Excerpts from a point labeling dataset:
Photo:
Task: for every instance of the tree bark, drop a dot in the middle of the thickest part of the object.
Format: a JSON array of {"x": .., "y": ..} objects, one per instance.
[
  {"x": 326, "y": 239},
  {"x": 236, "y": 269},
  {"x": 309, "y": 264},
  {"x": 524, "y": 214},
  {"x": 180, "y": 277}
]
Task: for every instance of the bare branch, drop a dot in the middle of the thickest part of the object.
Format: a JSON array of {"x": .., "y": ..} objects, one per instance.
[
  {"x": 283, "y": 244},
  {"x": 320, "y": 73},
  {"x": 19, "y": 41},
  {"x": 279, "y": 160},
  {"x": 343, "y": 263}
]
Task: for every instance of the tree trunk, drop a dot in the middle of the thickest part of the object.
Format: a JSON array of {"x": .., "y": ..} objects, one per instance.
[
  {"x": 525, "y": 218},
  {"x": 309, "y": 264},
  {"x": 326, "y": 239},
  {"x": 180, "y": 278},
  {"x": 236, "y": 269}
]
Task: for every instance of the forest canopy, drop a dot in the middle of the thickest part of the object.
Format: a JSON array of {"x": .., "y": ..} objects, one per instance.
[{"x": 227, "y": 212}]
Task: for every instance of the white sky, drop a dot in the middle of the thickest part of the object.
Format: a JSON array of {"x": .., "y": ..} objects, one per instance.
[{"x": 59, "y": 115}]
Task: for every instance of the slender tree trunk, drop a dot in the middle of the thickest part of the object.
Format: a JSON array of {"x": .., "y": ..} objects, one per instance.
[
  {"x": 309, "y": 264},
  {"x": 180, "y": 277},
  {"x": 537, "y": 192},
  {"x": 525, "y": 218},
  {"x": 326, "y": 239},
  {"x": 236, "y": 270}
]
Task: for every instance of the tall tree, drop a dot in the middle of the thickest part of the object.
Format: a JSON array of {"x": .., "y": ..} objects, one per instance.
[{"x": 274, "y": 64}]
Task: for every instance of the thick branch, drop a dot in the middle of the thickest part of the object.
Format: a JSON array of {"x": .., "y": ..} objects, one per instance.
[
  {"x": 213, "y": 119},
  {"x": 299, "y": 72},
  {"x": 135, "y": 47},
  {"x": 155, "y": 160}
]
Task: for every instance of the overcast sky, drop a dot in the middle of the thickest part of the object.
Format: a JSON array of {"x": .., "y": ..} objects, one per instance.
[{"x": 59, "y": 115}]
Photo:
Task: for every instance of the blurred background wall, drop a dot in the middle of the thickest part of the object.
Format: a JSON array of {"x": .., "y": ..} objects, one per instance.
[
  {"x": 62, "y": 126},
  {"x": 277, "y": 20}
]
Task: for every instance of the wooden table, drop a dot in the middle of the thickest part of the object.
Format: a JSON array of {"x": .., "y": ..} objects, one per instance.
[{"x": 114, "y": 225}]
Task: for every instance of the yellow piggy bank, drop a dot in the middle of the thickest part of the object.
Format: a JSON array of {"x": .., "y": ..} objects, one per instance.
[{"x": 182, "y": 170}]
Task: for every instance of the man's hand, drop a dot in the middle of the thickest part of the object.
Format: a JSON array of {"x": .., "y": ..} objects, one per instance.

**WHAT NEEDS TO BE DONE**. Output the data above verbatim, every line from first to last, with nothing changed.

**CORRECT OUTPUT**.
Photo:
Task: for every instance of the tree bark, drop a dot in the middle of the thickest part of the object.
Format: a JSON array of {"x": .., "y": ..} objects, one per instance.
[
  {"x": 326, "y": 239},
  {"x": 236, "y": 269},
  {"x": 309, "y": 264},
  {"x": 524, "y": 214},
  {"x": 180, "y": 277}
]
Task: for every instance of the bare branch, drop a dot in the middle of the thickest part of the object.
Format: a JSON array of {"x": .., "y": ..} objects, one per instance.
[
  {"x": 283, "y": 244},
  {"x": 320, "y": 73},
  {"x": 19, "y": 41},
  {"x": 279, "y": 160},
  {"x": 343, "y": 263}
]
Task: for every instance of the tree trunk, drop a dot in the middle of the thickest part of the object.
Format: a JSON array of {"x": .., "y": ..} objects, one per instance.
[
  {"x": 525, "y": 218},
  {"x": 309, "y": 264},
  {"x": 326, "y": 239},
  {"x": 180, "y": 278},
  {"x": 236, "y": 269}
]
Task: for every instance of the forest canopy, drop a dot in the middle of the thickest part of the object.
Format: a JSON array of {"x": .., "y": ..} objects, one per instance.
[{"x": 227, "y": 212}]
Task: for every instance of the white sky, drop a dot in the middle of the thickest part of the object.
Format: a JSON array of {"x": .., "y": ..} objects, one per instance.
[{"x": 59, "y": 115}]
Task: for every instance of the slender tree trunk, drop a dot in the middle of the thickest part of the object.
Format: a JSON array of {"x": .., "y": ..} objects, one per instance.
[
  {"x": 309, "y": 264},
  {"x": 180, "y": 277},
  {"x": 537, "y": 192},
  {"x": 525, "y": 218},
  {"x": 326, "y": 239},
  {"x": 236, "y": 270}
]
Task: for every instance of the tall tree, drop a dot in the middle of the thickest part of the object.
Format: a JSON array of {"x": .., "y": ..} objects, one per instance.
[{"x": 274, "y": 64}]
Task: for every instance of the thick branch, drop a dot in the middle of the thickest part of the object.
Format: a JSON array of {"x": .., "y": ..} objects, one per instance.
[
  {"x": 213, "y": 119},
  {"x": 299, "y": 72},
  {"x": 135, "y": 47},
  {"x": 155, "y": 160}
]
Task: for every instance of the overcast sky, drop a dot in the middle of the thickest part of the object.
Format: a JSON array of {"x": .., "y": ..} objects, one per instance.
[{"x": 59, "y": 115}]
Photo:
Task: for every instance of the blurred background wall, drop a dot in the middle of the thickest part of the object.
Format: a JSON array of {"x": .., "y": ..} objects, one per instance.
[
  {"x": 62, "y": 126},
  {"x": 277, "y": 20}
]
Task: for every instance of the wooden table, drop a dot in the middle of the thickest part of the object.
Format: a JSON array of {"x": .., "y": ..} objects, one per instance.
[{"x": 114, "y": 225}]
Task: for every instance of the yellow piggy bank, drop a dot in the middle of the thickest part of the object.
Format: a JSON array of {"x": .., "y": ..} objects, one per instance.
[{"x": 182, "y": 170}]
Task: for every instance of the man's hand, drop a dot in the middle of the thickest part of the object.
Format: a JSON array of {"x": .., "y": ..} objects, one per instance.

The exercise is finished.